__Your instructions__:
Rescale the material below by copying every line in order and multiplying each coordinate in the answers by 0.55, rounding to whole numbers with halves going up. Keep the sample coordinates in the other lines unchanged, and leave the pictures out.

--- Start Records ---

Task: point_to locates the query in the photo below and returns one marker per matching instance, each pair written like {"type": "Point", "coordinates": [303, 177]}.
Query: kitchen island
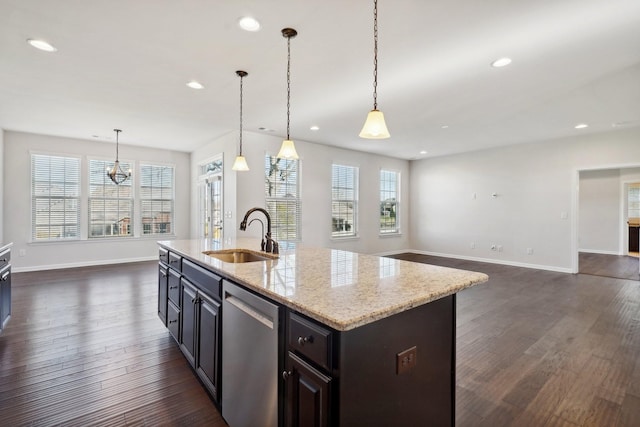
{"type": "Point", "coordinates": [357, 339]}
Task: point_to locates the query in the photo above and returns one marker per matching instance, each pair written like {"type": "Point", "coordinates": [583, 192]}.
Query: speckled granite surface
{"type": "Point", "coordinates": [341, 289]}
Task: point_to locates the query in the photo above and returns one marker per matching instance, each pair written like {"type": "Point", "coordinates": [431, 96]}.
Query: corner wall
{"type": "Point", "coordinates": [454, 213]}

--- End Records ---

__Output of the task__:
Task: point_to locates the query in the photo below and returns one marker per matching instance, each pair written like {"type": "Point", "coordinates": [303, 177]}.
Query: kitchen island
{"type": "Point", "coordinates": [196, 186]}
Task: point_to locates the query in the photo above and returns one marker per matching instance, each pair written like {"type": "Point", "coordinates": [583, 192]}.
Query: speckled granite surface
{"type": "Point", "coordinates": [188, 159]}
Task: point_to locates the query in the photo above and returns one marker per matching instance, each pair written like {"type": "Point", "coordinates": [431, 96]}.
Query: corner wall
{"type": "Point", "coordinates": [250, 117]}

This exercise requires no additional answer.